+++ Text
Whisky, Tod und Teufel
Highland Park Distillery
Im Rahmen einer Tour durch die Highland Park Distillery bekam „Whisky-Vikar“ Wolfgang F. Rothe vor nicht allzu langer Zeit zu hören, dass diese im Jahr 1798 von einem gewissen Magnus Eunson gegründet worden sei. Weil das so aber nicht oder allenfalls zum Teil stimmt, hat sich unser Autor noch vor Ort entschlossen, hier die wahre Geschichte jener vielseitigen, aber auch zwiespältigen Persönlichkeit zu erzählen.
Anfang Juli dieses Jahres sorgte eine Pressemeldung für Aufsehen, wonach man auf den Orkney Inseln begonnen habe, ernsthaft darüber nachzudenken, sich sowohl vom Vereinigten Königreich als auch von Schottland zu lösen. Ein so genannter Orkxit, wie das Unterfangen in Anlehnung an den Brexit genannt wird, könnte unter Umständen dazu führen, dass die ganz im Norden Schottlands gelegene Inselgruppe irgendwann als selbstverwaltetes Gebiet dem Königreich Norwegen angehört.
++++++
- **Was zu tun ist**
Setze bitte den Text über die Highland Park Distillery dort fort, wo er aufhört. Die Datensätze spielen hierfür keine Rolle.
+++ Vorliegende Einträge
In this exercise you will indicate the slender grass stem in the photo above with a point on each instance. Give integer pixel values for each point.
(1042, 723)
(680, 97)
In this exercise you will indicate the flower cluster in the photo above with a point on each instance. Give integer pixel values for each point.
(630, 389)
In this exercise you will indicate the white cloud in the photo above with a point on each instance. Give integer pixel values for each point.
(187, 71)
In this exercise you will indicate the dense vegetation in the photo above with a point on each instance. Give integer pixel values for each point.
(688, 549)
++++++
- **Lösung**
Nachdem die Orkneys vom 9. Jahrhundert an von Wikingern zunächst wiederholt überfallen und schließlich besiedelt worden waren, gehörten sie schon einmal – und zwar fast sechs Jahrhunderte lang – zu Norwegen. Erst 1472, infolge der Heirat des schottischen Königs James III. mit der Tochter des norwegischen Königs Christian I., fielen sie an Schottland. Die kulturelle Verbundenheit zwischen den Orkney Inseln und Norwegen riss aber nie ganz ab – und sie ist bis heute lebendig geblieben.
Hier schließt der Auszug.